Written task A:
Turn everything in the rows from the line containing "Find the navy" down to the end of the rows into a numbered list, both ends included and blank lines dropped. Leave the pictures out.

Berkshire CEO and six-decade investment partner Buffett said in a statement the company “could not have been built to its present status without Charlie’s inspiration, wisdom and participation”.

After stepping back from practicing law at his own firm, Munger Tolles, Munger (pictured) went on to play an integral role in the Berkshire conglomerate that went from being a textile manufacturer to being one of the top investors in companies such as Apple and Coca Cola, as well as full owners of household names including Dairy Queen and Duracell.

Buffett previously credited his business partner for ending the ‘cigar butt’ investing strategy he learned from famous value investor Benjamin Graham, which involved buying companies at bargain prices for ‘free puffs’.

“[Charlie’s] most important architectural feat was the design of today’s Berkshire,” he said.  

“The blueprint he gave me was simple: Forget what you know about buying fair businesses at wonderful prices; instead, buy wonderful businesses at fair prices.”

Munger on passive 

In his later years, the Berkshire heavyweight was also outspoken about the growth of the passive investment industry and its merits and shortcomings versus active management. 

In February, Munger said active managers live in “extreme denial” about lagging index returns and added charging high fees for underperformance is “moral depravity”.

“If you want an example of denial affecting things, take the world of investment management. How many managers are going to beat the indexes, all costs considered? Maybe 5% consistently beat the averages; everybody else is living in a state of extreme denial.

Written task B:
Reproduce word for word everything in the Munger article from "Berkshire CEO and" down to "Queen and Duracell.".

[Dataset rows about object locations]
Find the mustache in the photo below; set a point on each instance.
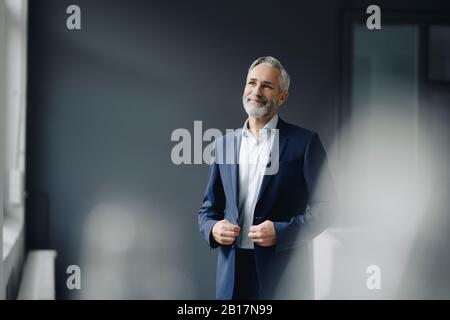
(261, 100)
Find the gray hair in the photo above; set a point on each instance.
(285, 80)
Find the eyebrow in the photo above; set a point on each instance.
(266, 82)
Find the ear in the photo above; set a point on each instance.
(283, 97)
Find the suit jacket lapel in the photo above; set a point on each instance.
(235, 166)
(281, 145)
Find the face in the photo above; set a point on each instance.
(262, 94)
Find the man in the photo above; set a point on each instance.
(256, 218)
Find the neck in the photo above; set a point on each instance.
(255, 124)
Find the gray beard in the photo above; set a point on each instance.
(258, 112)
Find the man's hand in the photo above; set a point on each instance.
(263, 234)
(225, 232)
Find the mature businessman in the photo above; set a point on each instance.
(254, 217)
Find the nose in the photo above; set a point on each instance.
(257, 91)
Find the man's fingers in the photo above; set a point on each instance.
(232, 227)
(230, 234)
(254, 235)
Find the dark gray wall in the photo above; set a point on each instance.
(103, 102)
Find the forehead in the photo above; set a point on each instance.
(264, 72)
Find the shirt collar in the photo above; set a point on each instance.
(272, 124)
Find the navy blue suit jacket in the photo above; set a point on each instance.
(293, 199)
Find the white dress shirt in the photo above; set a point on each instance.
(253, 158)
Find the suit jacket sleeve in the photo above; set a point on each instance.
(321, 200)
(212, 209)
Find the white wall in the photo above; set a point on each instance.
(13, 52)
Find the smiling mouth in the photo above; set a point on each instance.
(260, 102)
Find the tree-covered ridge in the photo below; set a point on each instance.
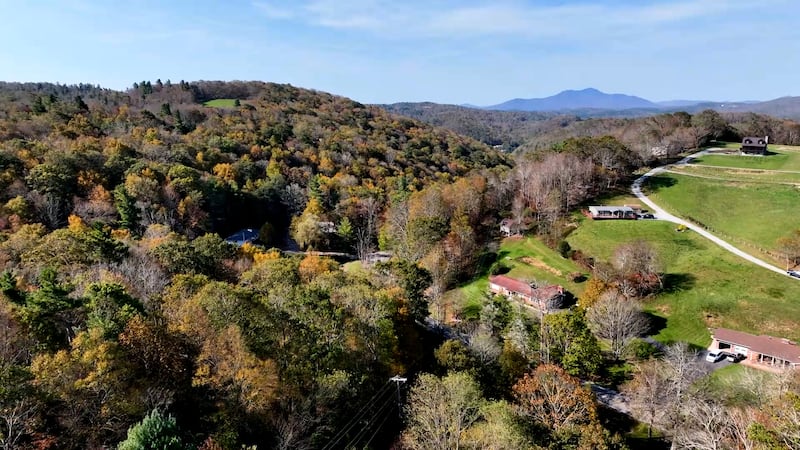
(154, 154)
(679, 130)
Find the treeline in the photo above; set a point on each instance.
(654, 133)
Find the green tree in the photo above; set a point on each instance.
(155, 432)
(414, 280)
(440, 410)
(50, 312)
(567, 340)
(110, 308)
(127, 210)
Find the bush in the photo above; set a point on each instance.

Solution A:
1. Find the navy blue suit jacket in the photo above; set a point on each instance.
2. (293, 199)
3. Find the white dress shirt in the photo above; set a point on each instance.
4. (253, 158)
5. Find the suit jacket sleeve in the photo above; set a point on each instance.
6. (321, 200)
7. (212, 209)
8. Find the white wall in the photo above; set a point on each instance.
9. (13, 52)
10. Find the smiling mouth in the photo above; set a point on each instance.
11. (260, 102)
12. Find the tree-covered ridge in the photo below; set a point on each instance.
13. (154, 154)
14. (679, 130)
15. Find the treeline in the photo above; set a point on each instance.
16. (654, 133)
17. Find the green tree in the photo above; set a point on each instance.
18. (155, 432)
19. (414, 280)
20. (440, 410)
21. (50, 312)
22. (567, 340)
23. (110, 308)
24. (127, 210)
25. Find the bush in the photo above; set a point on each instance.

Solution B:
Berkshire CEO and six-decade investment partner Buffett said in a statement the company “could not have been built to its present status without Charlie’s inspiration, wisdom and participation”.

After stepping back from practicing law at his own firm, Munger Tolles, Munger (pictured) went on to play an integral role in the Berkshire conglomerate that went from being a textile manufacturer to being one of the top investors in companies such as Apple and Coca Cola, as well as full owners of household names including Dairy Queen and Duracell.